[Trecho fornecido]
----
Por Fabio Silveira, Sócio-Diretor da MacroSector Consultores.
As empresas brasileiras deverão passar por grande teste no início de 2021, quando se presume que já não mais existirá o Auxílio Emergencial (AE), que tem sido fundamental para evitar o aprofundamento da recessão econômica desencadeada pela pandemia da Covid-19. Previsto para terminar em dezembro, o AE é uma transferência direta de renda mensal do Governo Federal para trabalhadores desempregados, informais, microempreendedores e autônomos atingidos pela crise. Em 2020, calcula-se que esse benefício financeiro totalizará cerca de R$ 180,0 bilhões (ou 2,5% do PIB).
Subtraído do orçamento público, esse fluxo de recursos tem tido impacto significativo no nível de atividade, devendo permitir que a massa de salários deste ano seja quase equivalente à de 2019, em função do grande “efeito multiplicador” da remuneração da mão-de-obra sobre a demanda agregada, em particular sobre o consumo das famílias.
----
[Tarefas a cumprir]
1. Segundo o texto sobre o Auxílio Emergencial, quais grupos atingidos pela crise recebem a transferência de renda? Liste todos.
2. Responda com base no texto sobre o Auxílio Emergencial:
(a) Em que mês está previsto o fim do benefício?
(b) Quanto se calcula que o benefício totalizará em 2020?
(c) Com a massa de salários de que ano a deste ano deve ser quase equivalente?
3. Prossiga o texto sobre o Auxílio Emergencial a partir da última frase apresentada.

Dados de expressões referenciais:
----
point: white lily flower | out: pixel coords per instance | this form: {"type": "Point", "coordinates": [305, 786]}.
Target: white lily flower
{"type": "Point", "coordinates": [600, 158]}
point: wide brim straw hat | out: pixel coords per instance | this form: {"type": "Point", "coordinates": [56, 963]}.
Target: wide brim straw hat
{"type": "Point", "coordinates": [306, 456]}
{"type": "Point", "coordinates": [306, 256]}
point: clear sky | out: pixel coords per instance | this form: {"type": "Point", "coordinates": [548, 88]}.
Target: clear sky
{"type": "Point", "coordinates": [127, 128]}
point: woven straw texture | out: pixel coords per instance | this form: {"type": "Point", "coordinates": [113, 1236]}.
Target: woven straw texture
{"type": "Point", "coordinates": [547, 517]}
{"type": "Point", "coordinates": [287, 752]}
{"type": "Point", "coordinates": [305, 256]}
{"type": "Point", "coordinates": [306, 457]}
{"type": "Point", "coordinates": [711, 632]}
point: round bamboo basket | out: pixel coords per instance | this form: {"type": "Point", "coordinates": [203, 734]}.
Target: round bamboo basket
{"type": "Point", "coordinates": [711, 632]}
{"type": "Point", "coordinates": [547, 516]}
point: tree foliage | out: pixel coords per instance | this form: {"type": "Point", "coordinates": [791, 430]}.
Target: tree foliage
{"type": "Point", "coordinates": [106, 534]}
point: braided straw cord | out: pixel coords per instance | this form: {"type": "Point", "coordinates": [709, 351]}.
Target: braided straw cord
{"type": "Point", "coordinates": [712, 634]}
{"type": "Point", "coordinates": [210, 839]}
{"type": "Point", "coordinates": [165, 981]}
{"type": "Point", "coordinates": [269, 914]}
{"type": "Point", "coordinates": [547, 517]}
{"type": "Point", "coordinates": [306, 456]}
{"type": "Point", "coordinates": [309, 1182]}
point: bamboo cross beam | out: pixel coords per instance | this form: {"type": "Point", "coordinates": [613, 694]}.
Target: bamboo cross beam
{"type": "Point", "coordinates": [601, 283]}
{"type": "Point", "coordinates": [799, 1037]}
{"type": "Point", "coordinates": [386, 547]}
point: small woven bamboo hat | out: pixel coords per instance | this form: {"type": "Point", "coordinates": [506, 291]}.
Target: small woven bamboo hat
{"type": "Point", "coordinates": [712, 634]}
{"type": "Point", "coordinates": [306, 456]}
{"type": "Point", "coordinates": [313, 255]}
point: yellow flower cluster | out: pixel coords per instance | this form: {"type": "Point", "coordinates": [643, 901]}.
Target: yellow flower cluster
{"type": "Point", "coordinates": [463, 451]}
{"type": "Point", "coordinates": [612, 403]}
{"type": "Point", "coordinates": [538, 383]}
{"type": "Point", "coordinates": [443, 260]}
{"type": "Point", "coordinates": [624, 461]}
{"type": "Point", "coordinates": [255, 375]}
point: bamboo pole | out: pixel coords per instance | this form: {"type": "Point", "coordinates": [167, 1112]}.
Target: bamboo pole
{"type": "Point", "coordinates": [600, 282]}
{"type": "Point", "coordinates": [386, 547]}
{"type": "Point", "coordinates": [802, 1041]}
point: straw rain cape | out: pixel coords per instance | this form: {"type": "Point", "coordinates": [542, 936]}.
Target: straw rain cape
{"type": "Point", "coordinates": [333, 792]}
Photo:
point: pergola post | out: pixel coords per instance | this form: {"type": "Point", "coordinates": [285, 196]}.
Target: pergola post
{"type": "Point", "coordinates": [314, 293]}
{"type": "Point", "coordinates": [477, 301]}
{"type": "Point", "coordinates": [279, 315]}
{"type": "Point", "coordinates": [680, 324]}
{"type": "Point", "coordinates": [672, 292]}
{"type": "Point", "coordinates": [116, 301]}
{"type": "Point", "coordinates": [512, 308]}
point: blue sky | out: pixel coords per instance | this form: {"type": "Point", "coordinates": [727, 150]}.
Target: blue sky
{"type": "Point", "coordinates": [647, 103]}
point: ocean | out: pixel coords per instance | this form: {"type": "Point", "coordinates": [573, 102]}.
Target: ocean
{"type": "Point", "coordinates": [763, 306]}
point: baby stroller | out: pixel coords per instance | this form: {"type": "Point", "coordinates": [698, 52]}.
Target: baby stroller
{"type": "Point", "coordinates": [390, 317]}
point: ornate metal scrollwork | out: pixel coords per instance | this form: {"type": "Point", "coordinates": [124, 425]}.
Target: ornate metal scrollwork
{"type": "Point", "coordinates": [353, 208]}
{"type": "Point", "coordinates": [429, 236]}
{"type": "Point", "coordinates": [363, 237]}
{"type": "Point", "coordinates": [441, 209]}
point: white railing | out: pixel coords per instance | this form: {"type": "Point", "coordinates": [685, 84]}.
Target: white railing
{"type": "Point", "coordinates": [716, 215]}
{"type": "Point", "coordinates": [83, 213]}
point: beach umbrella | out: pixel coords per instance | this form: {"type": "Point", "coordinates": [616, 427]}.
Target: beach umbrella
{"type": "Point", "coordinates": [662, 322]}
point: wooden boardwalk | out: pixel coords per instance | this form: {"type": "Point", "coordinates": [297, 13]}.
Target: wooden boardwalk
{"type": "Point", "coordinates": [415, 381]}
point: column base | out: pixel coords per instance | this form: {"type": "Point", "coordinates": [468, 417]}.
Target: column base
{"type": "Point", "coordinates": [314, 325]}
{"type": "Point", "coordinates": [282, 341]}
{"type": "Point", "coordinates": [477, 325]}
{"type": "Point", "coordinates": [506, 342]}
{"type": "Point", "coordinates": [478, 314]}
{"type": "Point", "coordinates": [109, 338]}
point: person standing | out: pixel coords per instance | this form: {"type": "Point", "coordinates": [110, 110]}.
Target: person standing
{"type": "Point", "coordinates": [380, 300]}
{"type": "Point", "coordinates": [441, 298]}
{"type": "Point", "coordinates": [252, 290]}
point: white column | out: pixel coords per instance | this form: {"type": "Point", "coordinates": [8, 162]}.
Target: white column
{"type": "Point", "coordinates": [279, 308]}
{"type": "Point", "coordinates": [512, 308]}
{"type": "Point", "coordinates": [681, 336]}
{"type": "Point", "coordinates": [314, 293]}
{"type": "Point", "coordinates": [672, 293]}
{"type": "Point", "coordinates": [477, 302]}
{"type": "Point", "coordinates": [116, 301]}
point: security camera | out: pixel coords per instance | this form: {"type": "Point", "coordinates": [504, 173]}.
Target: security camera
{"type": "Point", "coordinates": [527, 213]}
----
[Respostas esperadas]
1.
Trabalhadores desempregados
Informais
Microempreendedores
Autônomos

2.
(a) Dezembro.
(b) Cerca de R$ 180,0 bilhões, ou 2,5% do PIB.
(c) 2019.

3.
Desse modo, em 2020, estima-se que a Massa Real de Rendimentos (MRR), incluindo os aportes de AE, alcance o patamar de R$ 2,45 trilhões, isto é, apenas 0,5% abaixo do ano passado, o que será um resultado econômico excelente, tendo em vista o alto poder de destruição de valor de bens e serviços que possui o coronavírus.
Por outro lado, há dúvidas em relação aos ajustes adicionais que as empresas devem realizar a partir do primeiro trimestre de 2021, quando se prevê que a MRR será 11% menor do que em igual período de 2020. Após a interrupção do AE, calcula-se que a massa média de salários em circulação na economia brasileira será de R$ 220,9 bilhões / mês, contra R$ 248,8 bilhões / mês no período janeiro-março deste ano.
Ou seja, em breve, haverá no país a instalação de um ambiente de maior acirramento da concorrência do que o esperado, à título de comparação, com o quarto trimestre deste ano, quando a MRR (que ainda inclui o AE) estará apenas 3% abaixo de outubro-dezembro de 2019 (R$ 218,3 bilhões / mês versus R$ 226,0 bilhões / mês).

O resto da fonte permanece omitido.